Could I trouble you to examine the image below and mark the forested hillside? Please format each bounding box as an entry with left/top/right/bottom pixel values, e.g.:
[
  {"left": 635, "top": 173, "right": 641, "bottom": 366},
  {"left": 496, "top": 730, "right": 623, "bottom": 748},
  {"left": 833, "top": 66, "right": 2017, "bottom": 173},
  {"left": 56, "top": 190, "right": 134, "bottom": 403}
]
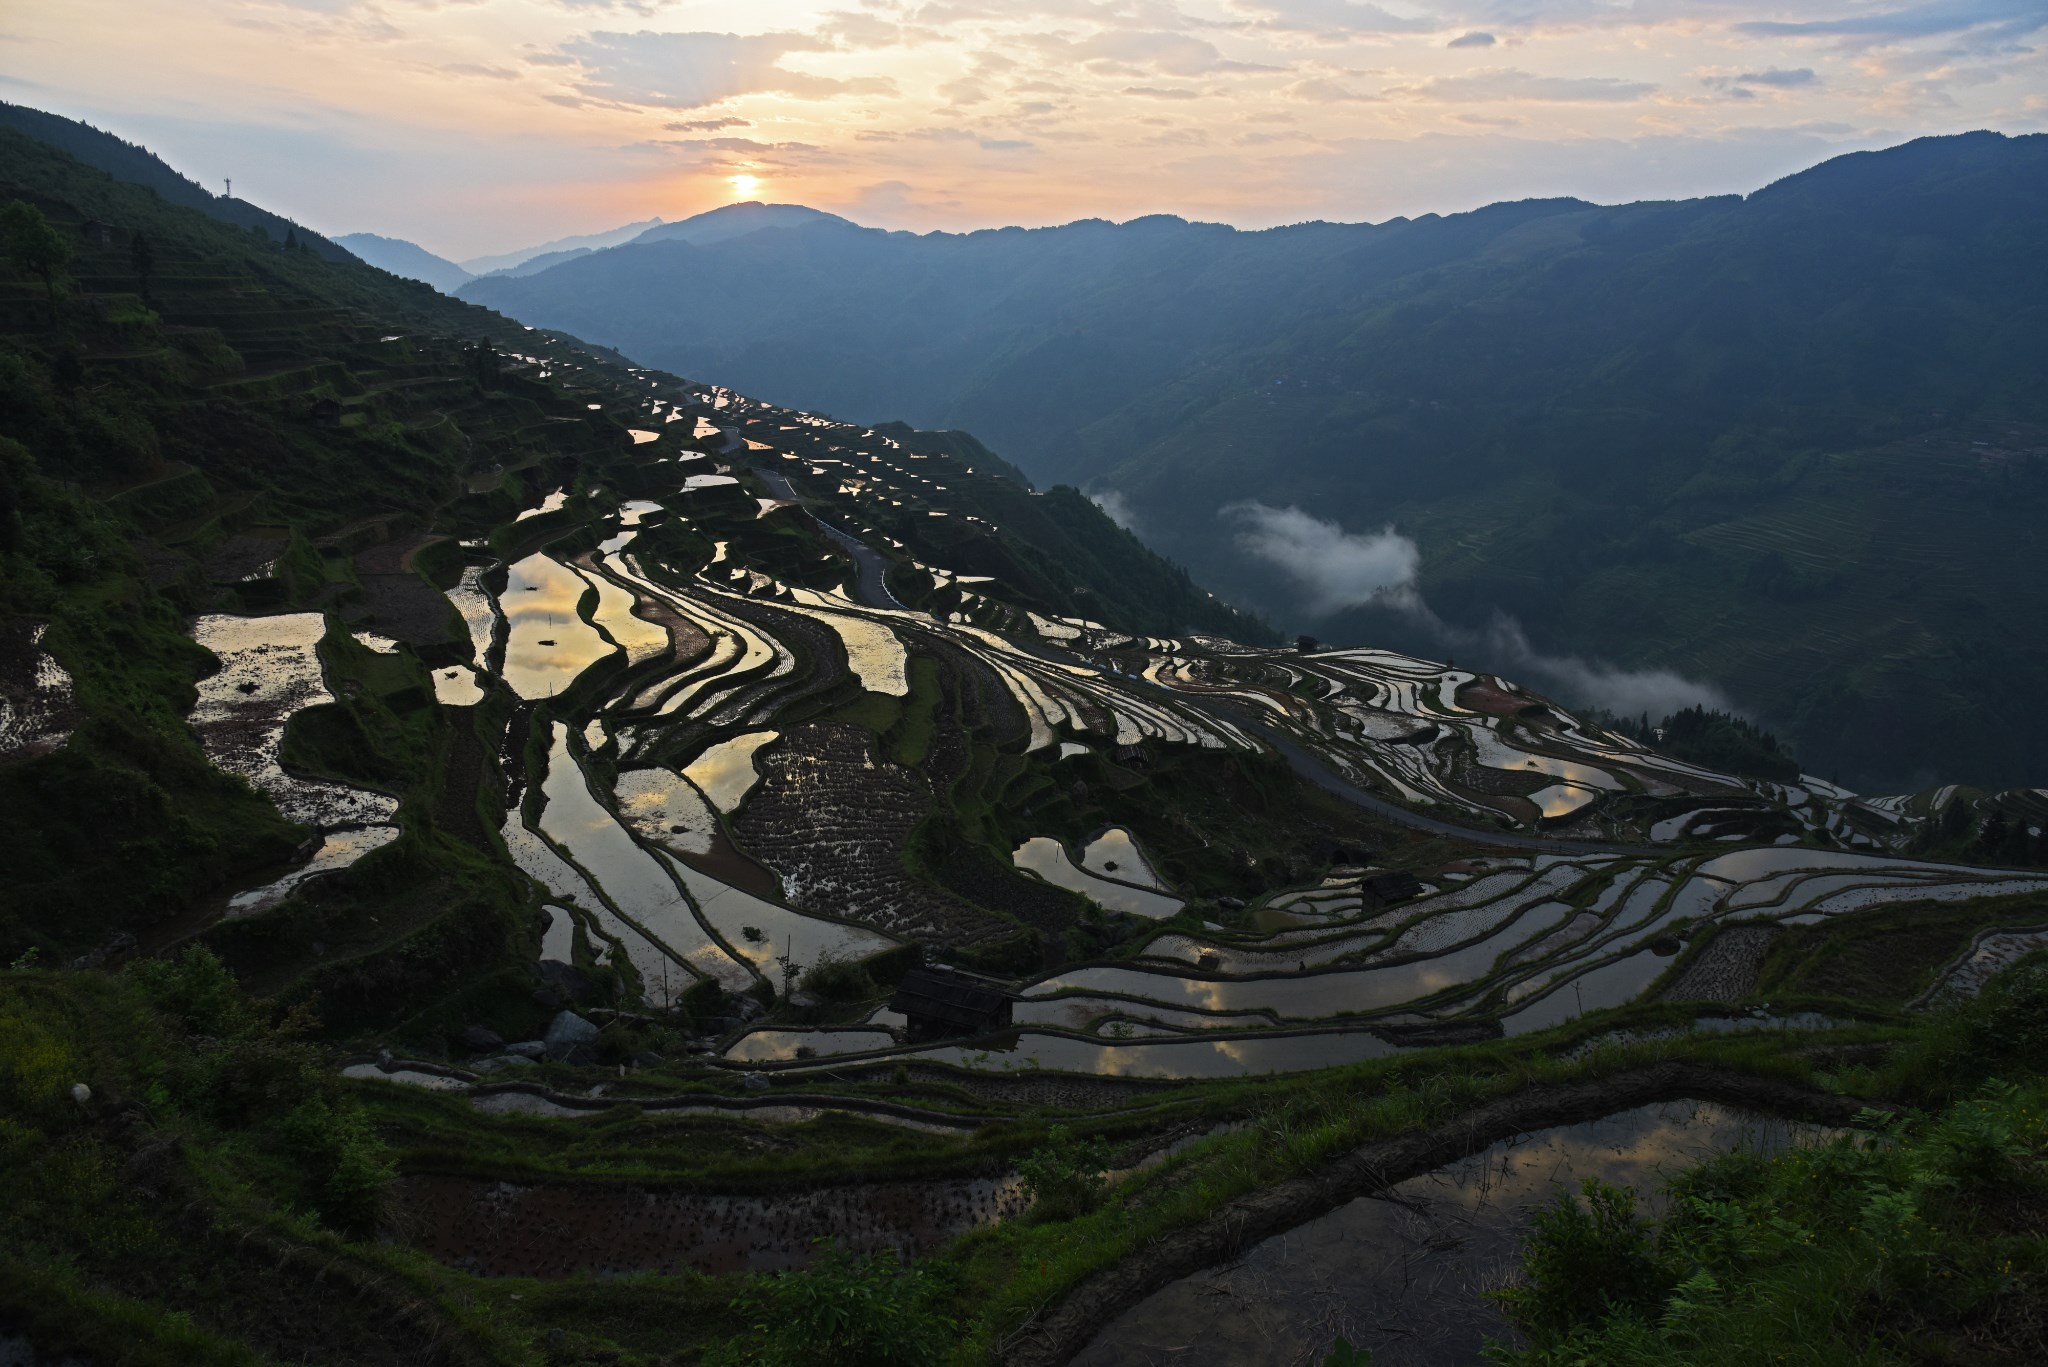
[{"left": 461, "top": 132, "right": 2048, "bottom": 788}]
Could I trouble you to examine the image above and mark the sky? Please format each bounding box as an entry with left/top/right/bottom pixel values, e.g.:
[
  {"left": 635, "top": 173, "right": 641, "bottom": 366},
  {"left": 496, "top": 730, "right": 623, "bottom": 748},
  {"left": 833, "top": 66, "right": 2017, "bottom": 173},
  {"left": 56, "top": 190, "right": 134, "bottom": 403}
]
[{"left": 6, "top": 1, "right": 2044, "bottom": 262}]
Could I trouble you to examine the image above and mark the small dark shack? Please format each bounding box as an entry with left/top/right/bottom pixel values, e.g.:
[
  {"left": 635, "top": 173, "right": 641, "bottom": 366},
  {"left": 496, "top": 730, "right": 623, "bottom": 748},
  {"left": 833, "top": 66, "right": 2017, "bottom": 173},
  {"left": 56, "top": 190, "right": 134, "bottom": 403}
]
[
  {"left": 81, "top": 219, "right": 115, "bottom": 246},
  {"left": 1360, "top": 870, "right": 1424, "bottom": 908},
  {"left": 890, "top": 968, "right": 1013, "bottom": 1042}
]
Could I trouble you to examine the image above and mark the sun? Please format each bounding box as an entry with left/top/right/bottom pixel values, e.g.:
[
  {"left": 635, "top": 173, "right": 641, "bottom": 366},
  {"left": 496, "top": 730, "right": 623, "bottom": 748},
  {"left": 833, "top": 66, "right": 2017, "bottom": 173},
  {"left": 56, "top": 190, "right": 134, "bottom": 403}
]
[{"left": 727, "top": 174, "right": 762, "bottom": 198}]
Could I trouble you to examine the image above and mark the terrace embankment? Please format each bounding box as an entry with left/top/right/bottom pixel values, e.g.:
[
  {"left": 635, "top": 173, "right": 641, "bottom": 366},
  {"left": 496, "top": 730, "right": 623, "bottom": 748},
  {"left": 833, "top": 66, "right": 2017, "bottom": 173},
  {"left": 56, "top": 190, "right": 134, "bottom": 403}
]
[
  {"left": 394, "top": 1168, "right": 1027, "bottom": 1277},
  {"left": 999, "top": 1061, "right": 1890, "bottom": 1367}
]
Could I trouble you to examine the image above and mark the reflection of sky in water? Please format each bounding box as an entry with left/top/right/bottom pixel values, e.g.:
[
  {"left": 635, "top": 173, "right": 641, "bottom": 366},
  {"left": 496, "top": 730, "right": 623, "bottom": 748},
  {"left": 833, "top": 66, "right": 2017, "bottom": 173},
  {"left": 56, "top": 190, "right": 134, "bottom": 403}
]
[
  {"left": 863, "top": 1028, "right": 1396, "bottom": 1079},
  {"left": 1468, "top": 727, "right": 1620, "bottom": 790},
  {"left": 784, "top": 588, "right": 910, "bottom": 696},
  {"left": 513, "top": 489, "right": 566, "bottom": 522},
  {"left": 579, "top": 566, "right": 669, "bottom": 665},
  {"left": 724, "top": 1028, "right": 897, "bottom": 1062},
  {"left": 683, "top": 731, "right": 780, "bottom": 812},
  {"left": 1076, "top": 1100, "right": 1833, "bottom": 1367},
  {"left": 534, "top": 723, "right": 750, "bottom": 991},
  {"left": 445, "top": 565, "right": 499, "bottom": 668},
  {"left": 1014, "top": 837, "right": 1184, "bottom": 919},
  {"left": 1528, "top": 783, "right": 1600, "bottom": 819},
  {"left": 1079, "top": 828, "right": 1168, "bottom": 890},
  {"left": 613, "top": 768, "right": 718, "bottom": 856},
  {"left": 225, "top": 824, "right": 398, "bottom": 918},
  {"left": 498, "top": 553, "right": 613, "bottom": 700},
  {"left": 1033, "top": 900, "right": 1572, "bottom": 1020},
  {"left": 666, "top": 852, "right": 892, "bottom": 972},
  {"left": 1696, "top": 846, "right": 1960, "bottom": 882},
  {"left": 188, "top": 613, "right": 398, "bottom": 828},
  {"left": 432, "top": 665, "right": 486, "bottom": 706}
]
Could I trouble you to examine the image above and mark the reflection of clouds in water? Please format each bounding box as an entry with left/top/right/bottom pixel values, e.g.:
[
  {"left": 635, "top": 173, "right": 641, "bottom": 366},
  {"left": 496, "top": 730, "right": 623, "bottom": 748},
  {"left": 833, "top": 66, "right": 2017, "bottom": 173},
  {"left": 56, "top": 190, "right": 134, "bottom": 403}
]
[
  {"left": 499, "top": 553, "right": 614, "bottom": 700},
  {"left": 614, "top": 767, "right": 718, "bottom": 856},
  {"left": 1014, "top": 837, "right": 1184, "bottom": 919},
  {"left": 683, "top": 730, "right": 780, "bottom": 812}
]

_ _ _ _ _ _ _

Determine how many lines of the material hold "water", and respond with that number only.

2